On the other hand, the O-Si-O and Si-CH functional groups were observed in the cellulosic material; thus, main peaks with stretching and bending vibrations from 1430 to 1100 cm⁻¹ were noticed. The Si can also react with the noncellulosic components, where it can contribute to the Fe-O bond from 580 to 603 cm⁻¹ due to the formation of the Fe-O-Si bond [70]. Furthermore, the peaks with lower intensities, at 511 and 675 cm⁻¹, such as -MgO, are related to other oxides present in the material. These sites intervened in the adsorption and were largely attributed to the wood’s inorganic portion, and a smaller portion to the final material [71]

The peaks around 1376 and 1463 cm⁻¹ increased their intensity; these are attributed to the -CH symmetric vibration of the polymeric matrix of NFC, mainly due to a strong hydrogen bond between the NFC groups and iron nanoparticles. The broad peak at 1031 cm⁻¹ was associated with Fe-OH vibration; it indicates the incorporation of iron onto the surface [69]. The stretching vibration of O=S=O was observed at 1384 cm⁻¹; the C-S group was found at 1200 cm⁻¹ and the S=O group was identified at 1053 cm⁻¹. These bands confirmed the presence of the sulfonic group. The effect of alkaline and acid treatments on cellulosic materials leads to surface activation with various functional groups such as -SH, -SOH₂, -SO, -(CH₃O)₂SO₂, and C-S, which can help in the adsorption process [4,56]. Bands at 2340, 2346, and 1478 cm⁻¹ are typical of N vibrations, such as -NO₂, C₃HN⁺, and CN₂; these groups were formed by the cellulose synthesis and extraction [72].

* WRITTEN INSTRUCTION A: Raise every coordinate in the answers by 43 and write out the records from their start up to and including the line with "[[69, 207], [133, 94], [374, 116]]", requests included. Leave the pictures out.

* DATA SHOWN:

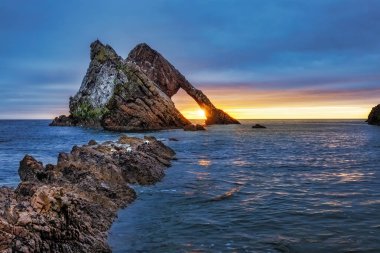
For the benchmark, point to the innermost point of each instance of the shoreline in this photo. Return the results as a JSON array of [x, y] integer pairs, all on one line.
[[70, 207]]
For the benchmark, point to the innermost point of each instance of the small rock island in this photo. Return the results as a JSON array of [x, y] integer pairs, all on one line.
[[69, 207], [133, 94], [374, 116]]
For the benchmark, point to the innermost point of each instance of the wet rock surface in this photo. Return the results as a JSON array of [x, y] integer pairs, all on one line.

* WRITTEN INSTRUCTION B: Carry on the passage about the infrared bands of the treated cellulosic material from the point where it stops.

* EXERCISE OUTPUT A:
For the benchmark, point to the innermost point of each instance of the shoreline in this photo. Return the results as a JSON array of [x, y] integer pairs, all on one line.
[[113, 250]]
For the benchmark, point to the innermost point of each instance of the small rock island in this photo. Return the results as a JSON array of [x, y] integer pairs, all on one line.
[[112, 250], [176, 137], [417, 159]]

* EXERCISE OUTPUT B:
The Fourier Transform Infrared Spectroscopy (FTIR) analysis reveals (Figure 4) that the FeNP/NFC was esterified during the synthesis process at 1721 cm⁻¹; this band is usually attributed to C=O stretching vibration, and a decrease in this band was observed for the FeNP/NFC sample. A new weak absorption peak appeared at 1427 cm⁻¹, which could be attributed to the bending vibration of OH in carboxyl groups. On the other hand, a large amount of -COOH groups had been introduced to cellulose after the modification; these groups possess strong adsorption properties for heavy metal ions [73].

Figure 5 shows the FTIR spectra of FeNP/NFC adsorbent after Pb adsorption (PbRM) and after Cd adsorption (CdRM). It was observed that metal adsorption generated slight displacements in some bands and significant changes in the band frequencies of groups such as -OH, -COO-, C=O, C-O, and C-O-C; this suggests that such ionizable functional groups on the adsorbent surface can bond with the metal ion. For CdRM and PbRM, the stretching vibration peak of C-H observed at bands from 2800 to 3000 cm⁻¹ disappeared, indicating that C-H may participate in the cross-linking reaction. Moreover, at the 1630 cm⁻¹ wavenumber, band intensity changes can be attributed to the Pb(NO₂) stretching vibration. Therefore, it can be established that amine groups in FeNP/NFC play an essential role in lead adsorption on this material by sharing one electron pair of the nitrogen atom with the Pb ions. The decrease in free carboxylic acid, iron oxide, iron hydroxides, amide, nitrogen dioxide, magnesium oxide, sulfur groups, and other possible sites indicates the same type changes upon sorption of Pb and Cd ions.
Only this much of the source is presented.